-- 抜粋本文 --
⁂
Bad Cocktails voi.1『爛れた熱情』

2013-07-05 20:40:48 | 観劇
 利ちゃんと皓ちゃんの2人芝居。
 荻田浩一氏の書き下ろし脚本。
 『爛れた熱情』という題名。
 ひょっとして・・・とぼんやり思ってはいた。

 その数日前から、私は職場の上司と同僚がホモ関係だと見抜き、同じく見破っていた友人の太鼓判ももらい、もーほーだ、もーほーだと(心の中で)騒ぎ、生温かく観察していた。
 40代の美しさの欠片もないおっさんと還暦を迎えるこれまた美しさの欠片もないおっさん同士の恋愛。
 観察はすれど、感動はしなかった。
 決定的な要素―耽美さ―がなかったのである。

 さて、話は戻って『爛れた熱情』である。
 最初に皓ちゃんが登場し、優しい笑顔で「ハルキさん・・・」と呼びかけた瞬間に、ああ、ホモだ、神様これは私への贈り物でしょうかと思った。

 まあ、別に誰がホモであろうとその人達の人生や人格を否定する気は全く無いのでホモ話が1つや2つ増えようが何とも思わないが。
 

 セットは薄い舞台幕の奥にピアノが1台だけ。生演奏だ。時折録音が入る。
 上手に赤いソファが1つ、下手に普通の椅子が1つというシンプルなもの。

 話は、兄トウヤの死後、3回忌を過ぎても全く姿を見せないで別荘にこもり続けるハルキのもとをトウヤの弟シュウヤが訪れる場面から始まる。
 最初はぎこちななく近況話から始める2人。
 だが、やがて詳細が明らかになってくる。
 トウヤとハルキは「友達という言葉が一番合っている気がする」関係だった。
 そして、2人で毎年、ハルキの別荘へ休みを過ごしに来ていた。
 3つ年下のシュウヤは2人を慕っていつも2人の後を追っていた。
 2人と同じ高校へ進み、同じ大学へ入学した。
 1度だけ3人で別荘へ来て過ごしたこともあった。
 しかし、その数年後、トウヤはある雨の夜、別荘のすぐそばの切り立った崖から下の県道へ転落死した。
 それ以来、ハルキは葬式にも3回忌にも姿を見せない。
 心配したシュウヤはハルキを連れ戻しに来たのである。

 「ハルキさん、俺、兄さんとハルキさんと同い年になったよ。」
⁂
-- 提供データ --
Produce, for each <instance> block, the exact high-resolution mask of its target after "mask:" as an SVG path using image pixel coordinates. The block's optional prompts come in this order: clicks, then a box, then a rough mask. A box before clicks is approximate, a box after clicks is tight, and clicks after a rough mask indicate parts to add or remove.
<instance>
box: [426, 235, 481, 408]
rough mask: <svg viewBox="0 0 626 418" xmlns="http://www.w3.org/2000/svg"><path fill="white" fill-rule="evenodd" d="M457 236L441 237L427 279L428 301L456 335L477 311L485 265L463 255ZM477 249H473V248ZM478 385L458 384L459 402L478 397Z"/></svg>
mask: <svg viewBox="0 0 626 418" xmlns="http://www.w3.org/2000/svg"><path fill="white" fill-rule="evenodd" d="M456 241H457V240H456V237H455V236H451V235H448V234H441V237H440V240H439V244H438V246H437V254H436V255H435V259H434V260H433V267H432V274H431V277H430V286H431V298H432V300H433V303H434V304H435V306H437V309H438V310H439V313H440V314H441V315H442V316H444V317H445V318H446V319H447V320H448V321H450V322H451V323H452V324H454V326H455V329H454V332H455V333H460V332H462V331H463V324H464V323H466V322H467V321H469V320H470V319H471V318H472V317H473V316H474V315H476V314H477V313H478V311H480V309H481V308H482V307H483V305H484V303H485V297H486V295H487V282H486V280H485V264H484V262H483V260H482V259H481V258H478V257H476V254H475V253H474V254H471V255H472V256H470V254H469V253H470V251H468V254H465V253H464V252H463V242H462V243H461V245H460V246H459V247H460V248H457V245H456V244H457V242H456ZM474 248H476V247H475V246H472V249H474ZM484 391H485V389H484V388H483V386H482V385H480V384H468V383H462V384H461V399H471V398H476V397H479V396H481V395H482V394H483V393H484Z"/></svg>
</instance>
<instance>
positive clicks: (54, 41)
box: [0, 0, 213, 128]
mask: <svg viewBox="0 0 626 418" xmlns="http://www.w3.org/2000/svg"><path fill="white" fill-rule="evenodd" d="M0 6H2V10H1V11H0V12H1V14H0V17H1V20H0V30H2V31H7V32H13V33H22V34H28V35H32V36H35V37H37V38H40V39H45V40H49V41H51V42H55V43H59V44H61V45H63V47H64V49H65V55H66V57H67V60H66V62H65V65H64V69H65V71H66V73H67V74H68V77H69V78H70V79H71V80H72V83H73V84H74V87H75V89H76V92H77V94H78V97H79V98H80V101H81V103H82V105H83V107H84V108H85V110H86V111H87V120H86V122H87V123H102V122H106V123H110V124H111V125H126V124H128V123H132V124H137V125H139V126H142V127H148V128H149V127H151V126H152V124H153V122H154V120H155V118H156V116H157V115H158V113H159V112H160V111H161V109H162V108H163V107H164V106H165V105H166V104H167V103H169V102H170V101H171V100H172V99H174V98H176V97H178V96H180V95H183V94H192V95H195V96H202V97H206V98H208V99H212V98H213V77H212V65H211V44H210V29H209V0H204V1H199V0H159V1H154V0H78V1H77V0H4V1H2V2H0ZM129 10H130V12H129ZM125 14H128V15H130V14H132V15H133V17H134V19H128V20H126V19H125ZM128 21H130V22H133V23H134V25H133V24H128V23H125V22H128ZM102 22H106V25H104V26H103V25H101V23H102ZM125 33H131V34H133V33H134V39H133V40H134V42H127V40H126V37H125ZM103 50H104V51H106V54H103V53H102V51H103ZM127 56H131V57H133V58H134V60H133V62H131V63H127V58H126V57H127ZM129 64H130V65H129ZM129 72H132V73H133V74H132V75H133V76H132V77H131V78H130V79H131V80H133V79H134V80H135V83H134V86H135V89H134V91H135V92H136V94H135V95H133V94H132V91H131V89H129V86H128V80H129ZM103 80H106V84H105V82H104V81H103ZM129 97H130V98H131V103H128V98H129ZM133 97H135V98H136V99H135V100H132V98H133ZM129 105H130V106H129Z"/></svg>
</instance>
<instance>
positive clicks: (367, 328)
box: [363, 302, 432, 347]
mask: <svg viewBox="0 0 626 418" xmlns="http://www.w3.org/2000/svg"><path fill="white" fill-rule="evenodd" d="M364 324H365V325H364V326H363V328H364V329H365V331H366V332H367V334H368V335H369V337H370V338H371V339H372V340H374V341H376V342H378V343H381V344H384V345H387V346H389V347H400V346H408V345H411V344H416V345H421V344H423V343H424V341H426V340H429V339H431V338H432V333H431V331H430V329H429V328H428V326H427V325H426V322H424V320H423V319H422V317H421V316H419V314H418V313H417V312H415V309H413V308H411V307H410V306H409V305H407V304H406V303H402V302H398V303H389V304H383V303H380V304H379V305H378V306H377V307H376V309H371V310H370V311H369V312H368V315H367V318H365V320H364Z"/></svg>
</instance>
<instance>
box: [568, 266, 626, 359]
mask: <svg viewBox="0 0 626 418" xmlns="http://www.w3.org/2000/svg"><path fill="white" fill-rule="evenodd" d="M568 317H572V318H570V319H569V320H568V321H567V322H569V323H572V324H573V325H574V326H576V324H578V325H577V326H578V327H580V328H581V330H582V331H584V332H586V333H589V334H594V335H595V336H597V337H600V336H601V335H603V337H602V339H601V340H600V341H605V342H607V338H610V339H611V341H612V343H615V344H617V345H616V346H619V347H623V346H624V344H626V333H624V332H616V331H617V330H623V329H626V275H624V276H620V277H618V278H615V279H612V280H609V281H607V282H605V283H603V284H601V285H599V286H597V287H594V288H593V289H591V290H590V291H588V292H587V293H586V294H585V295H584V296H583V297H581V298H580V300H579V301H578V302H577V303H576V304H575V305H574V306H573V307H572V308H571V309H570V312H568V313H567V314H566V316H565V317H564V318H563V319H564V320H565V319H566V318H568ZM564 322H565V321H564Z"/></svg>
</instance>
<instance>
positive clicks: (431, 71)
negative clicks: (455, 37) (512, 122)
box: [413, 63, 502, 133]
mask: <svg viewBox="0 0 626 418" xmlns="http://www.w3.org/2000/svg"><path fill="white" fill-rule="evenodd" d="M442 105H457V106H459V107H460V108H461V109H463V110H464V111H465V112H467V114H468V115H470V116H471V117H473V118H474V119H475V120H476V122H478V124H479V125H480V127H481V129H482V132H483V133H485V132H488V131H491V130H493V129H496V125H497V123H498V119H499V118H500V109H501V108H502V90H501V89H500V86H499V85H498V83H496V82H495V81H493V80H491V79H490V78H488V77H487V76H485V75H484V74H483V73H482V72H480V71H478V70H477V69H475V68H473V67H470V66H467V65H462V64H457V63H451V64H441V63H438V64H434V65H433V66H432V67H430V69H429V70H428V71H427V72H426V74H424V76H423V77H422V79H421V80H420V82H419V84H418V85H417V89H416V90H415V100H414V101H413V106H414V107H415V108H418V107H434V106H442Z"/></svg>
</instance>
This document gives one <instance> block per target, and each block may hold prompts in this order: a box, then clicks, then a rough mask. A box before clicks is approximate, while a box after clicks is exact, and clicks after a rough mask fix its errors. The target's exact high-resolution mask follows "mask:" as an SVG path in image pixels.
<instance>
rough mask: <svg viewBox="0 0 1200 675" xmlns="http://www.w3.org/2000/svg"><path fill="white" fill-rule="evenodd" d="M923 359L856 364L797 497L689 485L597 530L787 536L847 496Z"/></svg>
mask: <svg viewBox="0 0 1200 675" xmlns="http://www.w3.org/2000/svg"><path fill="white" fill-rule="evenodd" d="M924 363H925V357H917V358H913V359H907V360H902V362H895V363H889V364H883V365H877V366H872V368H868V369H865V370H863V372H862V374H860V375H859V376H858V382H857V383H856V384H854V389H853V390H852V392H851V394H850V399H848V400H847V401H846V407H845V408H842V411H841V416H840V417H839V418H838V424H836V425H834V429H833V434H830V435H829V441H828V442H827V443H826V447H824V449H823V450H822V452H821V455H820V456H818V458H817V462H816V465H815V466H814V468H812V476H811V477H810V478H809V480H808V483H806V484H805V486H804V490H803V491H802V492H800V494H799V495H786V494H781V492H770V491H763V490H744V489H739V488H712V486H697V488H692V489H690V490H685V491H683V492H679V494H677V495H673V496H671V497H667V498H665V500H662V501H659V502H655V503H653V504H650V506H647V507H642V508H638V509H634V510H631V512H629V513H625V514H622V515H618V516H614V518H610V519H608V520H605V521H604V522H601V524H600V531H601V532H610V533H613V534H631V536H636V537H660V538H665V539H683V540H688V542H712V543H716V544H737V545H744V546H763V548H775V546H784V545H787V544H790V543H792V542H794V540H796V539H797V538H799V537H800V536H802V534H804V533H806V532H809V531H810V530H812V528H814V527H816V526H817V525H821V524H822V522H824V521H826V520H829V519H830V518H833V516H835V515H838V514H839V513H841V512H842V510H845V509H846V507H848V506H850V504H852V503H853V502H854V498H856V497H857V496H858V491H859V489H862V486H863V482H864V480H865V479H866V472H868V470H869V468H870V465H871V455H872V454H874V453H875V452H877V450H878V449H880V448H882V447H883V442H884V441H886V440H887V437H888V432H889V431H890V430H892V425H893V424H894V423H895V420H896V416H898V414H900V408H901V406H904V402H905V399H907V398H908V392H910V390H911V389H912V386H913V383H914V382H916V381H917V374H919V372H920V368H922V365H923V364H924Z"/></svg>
⁂
-- 取り組む課題 --
(1) 舞台『爛れた熱情』の観劇記について、次の記述(a)〜(c)が本文と合致するかを「はい」か「いいえ」で答え、判断の決め手となる本文の語句を正確に引用してください。(a) セットの上手には赤いソファが1つ置かれている。(b) シュウヤはトウヤより3つ年上である。(c) ピアノは録音のみで、生演奏は行われない。
(2) 舞台『爛れた熱情』の観劇記によれば、トウヤはどのようにして亡くなりましたか。
(3) 舞台『爛れた熱情』の観劇記を、最後の台詞の後から書き継いでください。
上記の項目は、本文とは別個の資料です。

-- 課題の解答 --
(1)
(a) はい。「上手に赤いソファが1つ、下手に普通の椅子が1つというシンプルなもの。」
(b) いいえ。「3つ年下のシュウヤは2人を慕っていつも2人の後を追っていた。」
(c) いいえ。「セットは薄い舞台幕の奥にピアノが1台だけ。生演奏だ。」

(2) ある雨の夜、別荘のすぐそばの切り立った崖から下の県道へ転落して亡くなりました。

(3)
 だが、ハルキの悲しみは癒えず、精神安定剤に頼る日々だった。
 「そうだな、トウヤに似ている、顔、腕、身体・・・」憔悴したハルキがシュウヤに触れる。その手の動きが控えめでありながらとてもエロティックだ。
 「だが、トウヤじゃない!」

 話は、それぞれの独白を挟んで進んでいく。
 ハルキとトウヤは高校時代から単なる友情を超えた仲だった。いわゆるホモセクシュアルであったのだ。
 自分のすべてであったトウヤを失った悲しみが決して消えることはない。

 シュウヤは2人の関係を知っていた。
 ハルキを思いながら、実は兄トウヤとも道ならない関係だった。

 最初は、ハルキを労わっていた優しいシュウヤの顔が、だんだんと険しくなり、ハルキを責め立てていく。
 「どうして兄さんはあんな雨の夜に外へ出てすぐそばの崖から落ちた?兄さんはあんたをいつもいたぶって、苦しめて、楽しんでた!あんた知らされたんだろう?兄さんが結婚しようとしていたって!」
 「俺が突き落としたというのか!違う!俺はやっていない!確かにトウヤはいつも俺をいたぶって楽しんでいた。確かにあの日、俺は『結婚式には来てくれるよな』と言われた。だが、俺はショックのあまり寝室に鍵をかけて安定剤を飲んで眠ってしまった。」
 そして、また安定剤を飲み意識朦朧となる。

 赤いソファの上で眠るハルキの傍らでシュウヤが語りだす。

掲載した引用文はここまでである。